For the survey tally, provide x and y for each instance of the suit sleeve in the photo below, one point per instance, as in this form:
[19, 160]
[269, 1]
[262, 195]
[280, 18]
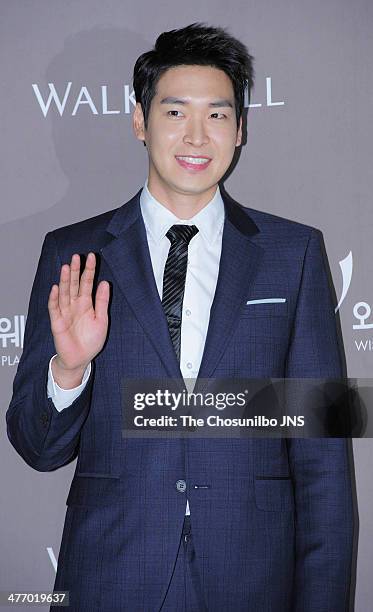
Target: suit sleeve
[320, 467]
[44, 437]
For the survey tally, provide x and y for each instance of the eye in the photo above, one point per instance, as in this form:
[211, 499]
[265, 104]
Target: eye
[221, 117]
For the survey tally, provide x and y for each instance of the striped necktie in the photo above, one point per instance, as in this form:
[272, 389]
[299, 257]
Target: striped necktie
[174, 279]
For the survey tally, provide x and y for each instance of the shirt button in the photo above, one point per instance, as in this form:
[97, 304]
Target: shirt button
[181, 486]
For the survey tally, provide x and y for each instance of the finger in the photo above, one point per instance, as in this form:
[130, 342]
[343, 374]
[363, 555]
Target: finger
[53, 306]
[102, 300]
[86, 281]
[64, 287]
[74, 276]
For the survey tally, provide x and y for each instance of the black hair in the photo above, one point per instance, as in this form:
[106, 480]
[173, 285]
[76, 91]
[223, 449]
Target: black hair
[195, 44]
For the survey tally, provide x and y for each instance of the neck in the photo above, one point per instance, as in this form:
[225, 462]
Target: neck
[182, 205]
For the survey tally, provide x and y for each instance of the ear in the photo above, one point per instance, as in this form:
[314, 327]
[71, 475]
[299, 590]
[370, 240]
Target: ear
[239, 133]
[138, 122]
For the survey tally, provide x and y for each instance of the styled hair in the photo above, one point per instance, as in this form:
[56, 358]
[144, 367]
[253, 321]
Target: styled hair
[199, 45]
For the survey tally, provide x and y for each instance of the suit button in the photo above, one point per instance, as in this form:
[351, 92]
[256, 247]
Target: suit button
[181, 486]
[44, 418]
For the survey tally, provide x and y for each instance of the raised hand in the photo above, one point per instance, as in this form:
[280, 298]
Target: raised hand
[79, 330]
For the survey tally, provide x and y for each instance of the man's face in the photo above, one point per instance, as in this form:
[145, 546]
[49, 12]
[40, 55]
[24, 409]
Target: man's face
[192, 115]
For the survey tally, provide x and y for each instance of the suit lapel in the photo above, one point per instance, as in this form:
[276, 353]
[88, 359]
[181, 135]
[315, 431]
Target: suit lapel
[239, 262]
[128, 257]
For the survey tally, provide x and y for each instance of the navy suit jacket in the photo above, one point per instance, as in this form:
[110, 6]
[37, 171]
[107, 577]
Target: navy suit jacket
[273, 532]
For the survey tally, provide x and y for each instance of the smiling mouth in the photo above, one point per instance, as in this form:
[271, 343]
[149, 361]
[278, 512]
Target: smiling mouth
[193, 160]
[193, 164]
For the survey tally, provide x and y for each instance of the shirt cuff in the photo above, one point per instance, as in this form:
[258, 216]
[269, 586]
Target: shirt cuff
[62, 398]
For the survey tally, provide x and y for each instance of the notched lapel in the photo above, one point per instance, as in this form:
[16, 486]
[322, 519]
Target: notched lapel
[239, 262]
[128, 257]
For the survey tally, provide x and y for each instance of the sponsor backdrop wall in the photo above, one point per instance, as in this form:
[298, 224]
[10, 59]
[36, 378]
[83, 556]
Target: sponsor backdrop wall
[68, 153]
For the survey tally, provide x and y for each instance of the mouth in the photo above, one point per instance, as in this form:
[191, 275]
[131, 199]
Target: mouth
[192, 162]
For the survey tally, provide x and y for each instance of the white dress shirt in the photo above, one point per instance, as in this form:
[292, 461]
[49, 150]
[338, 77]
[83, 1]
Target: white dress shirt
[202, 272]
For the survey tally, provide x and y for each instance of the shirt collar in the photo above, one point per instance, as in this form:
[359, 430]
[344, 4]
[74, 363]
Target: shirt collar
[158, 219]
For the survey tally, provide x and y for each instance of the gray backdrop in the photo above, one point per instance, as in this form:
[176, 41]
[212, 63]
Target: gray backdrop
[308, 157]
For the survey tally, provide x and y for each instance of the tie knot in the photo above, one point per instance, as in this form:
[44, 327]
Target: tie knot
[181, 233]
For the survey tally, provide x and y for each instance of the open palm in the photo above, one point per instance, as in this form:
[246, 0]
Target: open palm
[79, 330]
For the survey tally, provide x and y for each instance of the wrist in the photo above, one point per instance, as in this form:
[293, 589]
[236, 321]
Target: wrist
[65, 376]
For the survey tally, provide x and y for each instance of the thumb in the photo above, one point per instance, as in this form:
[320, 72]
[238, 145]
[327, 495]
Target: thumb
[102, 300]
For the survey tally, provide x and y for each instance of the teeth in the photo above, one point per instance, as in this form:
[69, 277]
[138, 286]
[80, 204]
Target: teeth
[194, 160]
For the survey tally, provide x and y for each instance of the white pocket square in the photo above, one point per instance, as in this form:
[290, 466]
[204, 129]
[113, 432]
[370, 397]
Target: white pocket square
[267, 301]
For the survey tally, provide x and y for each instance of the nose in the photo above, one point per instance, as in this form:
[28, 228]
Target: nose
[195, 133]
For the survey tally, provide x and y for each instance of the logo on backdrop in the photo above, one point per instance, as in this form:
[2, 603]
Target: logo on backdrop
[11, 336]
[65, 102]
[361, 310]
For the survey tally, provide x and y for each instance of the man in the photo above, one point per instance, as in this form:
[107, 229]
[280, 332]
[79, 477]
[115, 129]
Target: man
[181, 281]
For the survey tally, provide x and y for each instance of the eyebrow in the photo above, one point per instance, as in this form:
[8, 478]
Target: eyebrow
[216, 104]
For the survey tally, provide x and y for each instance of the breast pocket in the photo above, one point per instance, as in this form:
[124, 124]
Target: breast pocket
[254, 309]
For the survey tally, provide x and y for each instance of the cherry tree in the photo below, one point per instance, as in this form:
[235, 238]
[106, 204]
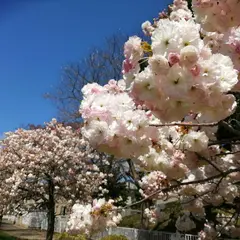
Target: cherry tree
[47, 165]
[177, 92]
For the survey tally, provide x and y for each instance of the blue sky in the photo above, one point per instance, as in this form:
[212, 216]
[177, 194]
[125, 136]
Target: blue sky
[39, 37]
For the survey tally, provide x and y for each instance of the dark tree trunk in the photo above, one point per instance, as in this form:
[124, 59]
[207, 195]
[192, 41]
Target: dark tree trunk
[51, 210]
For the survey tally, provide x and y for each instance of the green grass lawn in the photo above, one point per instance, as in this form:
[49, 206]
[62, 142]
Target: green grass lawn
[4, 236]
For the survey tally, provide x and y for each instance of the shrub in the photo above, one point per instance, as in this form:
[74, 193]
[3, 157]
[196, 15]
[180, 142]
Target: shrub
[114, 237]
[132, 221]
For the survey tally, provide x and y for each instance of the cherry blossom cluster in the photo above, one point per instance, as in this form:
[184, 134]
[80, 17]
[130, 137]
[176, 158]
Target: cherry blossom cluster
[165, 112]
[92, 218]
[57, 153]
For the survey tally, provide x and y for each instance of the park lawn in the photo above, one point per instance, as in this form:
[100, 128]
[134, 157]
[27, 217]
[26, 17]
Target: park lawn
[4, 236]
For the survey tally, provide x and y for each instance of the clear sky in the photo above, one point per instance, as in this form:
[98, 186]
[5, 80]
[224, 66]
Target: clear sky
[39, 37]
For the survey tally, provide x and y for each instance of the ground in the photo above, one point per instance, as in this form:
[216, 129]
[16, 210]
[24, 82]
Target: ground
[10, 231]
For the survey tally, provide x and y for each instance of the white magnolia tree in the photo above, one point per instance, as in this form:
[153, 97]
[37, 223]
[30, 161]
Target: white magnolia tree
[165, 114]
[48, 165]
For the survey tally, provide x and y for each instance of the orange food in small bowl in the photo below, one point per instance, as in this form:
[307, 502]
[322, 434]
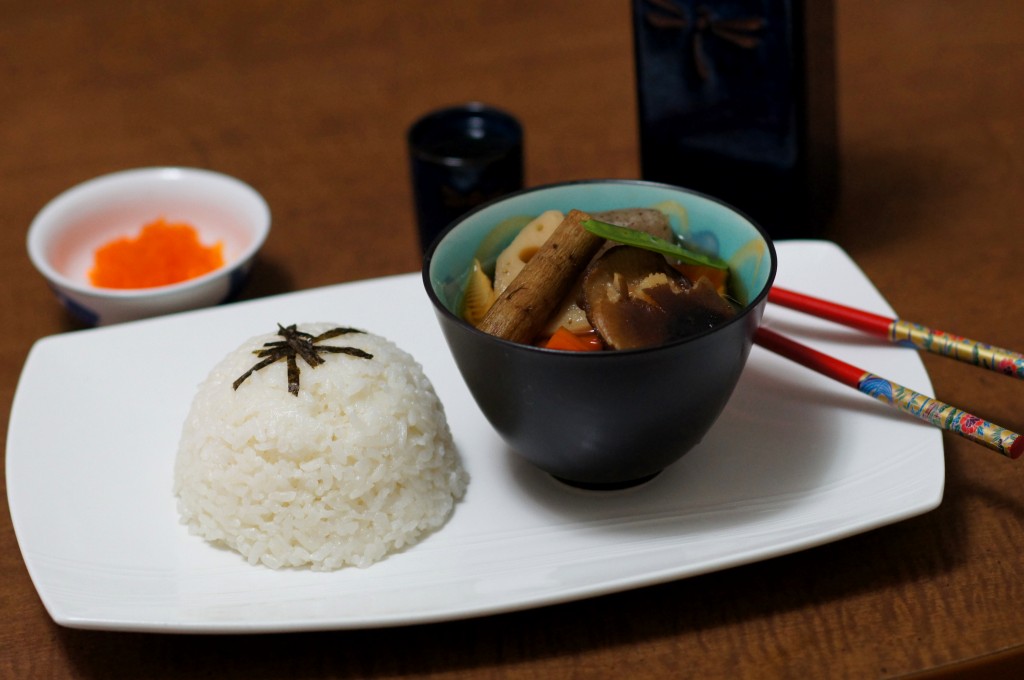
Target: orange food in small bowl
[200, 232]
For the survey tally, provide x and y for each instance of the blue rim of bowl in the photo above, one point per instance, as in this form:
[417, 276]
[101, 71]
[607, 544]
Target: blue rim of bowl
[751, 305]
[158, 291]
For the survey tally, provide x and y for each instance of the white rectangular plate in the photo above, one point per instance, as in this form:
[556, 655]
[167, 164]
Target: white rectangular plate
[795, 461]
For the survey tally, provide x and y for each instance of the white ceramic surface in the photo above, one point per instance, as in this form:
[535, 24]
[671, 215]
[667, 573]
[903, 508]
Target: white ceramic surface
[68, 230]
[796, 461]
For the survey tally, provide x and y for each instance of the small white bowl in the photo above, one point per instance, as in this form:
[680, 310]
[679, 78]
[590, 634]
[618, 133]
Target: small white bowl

-------

YOUR INSTRUCTIONS
Only the lines from the one containing "of the park" through the last line of the data belong in the copy, both included and reproduced exactly. Pictures do not.

THE REPLY
For the survey tally, provide x and y for each instance of the park lawn in the photo above, one point per instance, as in this form:
[100, 128]
[134, 157]
[27, 217]
[26, 17]
Target: park lawn
[4, 236]
For the survey tally, provide x and y for each instance of the clear sky in the photo above, one point per instance, as in this form:
[98, 186]
[5, 80]
[224, 66]
Target: clear sky
[39, 37]
For the survey tally, provide x and y for each instance of the ground in the photo above, one point per instance, as in this form:
[216, 129]
[16, 210]
[24, 82]
Target: ground
[10, 231]
For the survey tally, provide x and y for each instance of the white magnolia tree in the photo above, one point per instance, as in this form:
[153, 97]
[37, 223]
[30, 161]
Target: white magnolia tree
[165, 114]
[48, 165]
For the survey tally, provide x and y for each instance of the orange food in small bowl in the photo below, one point per instance, as in this form:
[307, 502]
[322, 434]
Target: orange food in small bowl
[200, 232]
For the survey tally, provide x and y for each instance of the blue rim of bowl in the photo above, one point per instance, as in this form:
[417, 276]
[101, 71]
[607, 544]
Target: blue rim of bowl
[751, 305]
[158, 291]
For the survey tally, provide x and y for each instance of the white rectangular plate in the photo above, one point per instance, as in this form:
[556, 655]
[167, 164]
Target: white rectangular plate
[795, 461]
For the survey tally, provide x and y for each instance of the white ceramic surface in the photo above, one point per instance, as in this form:
[535, 24]
[671, 215]
[667, 573]
[903, 508]
Target: white ceramic surface
[68, 230]
[796, 461]
For the survey tally, provide x and y for each instance of the small white bowl in the photo above, one point per instance, as in this form:
[680, 310]
[679, 78]
[590, 634]
[618, 133]
Target: small white bowl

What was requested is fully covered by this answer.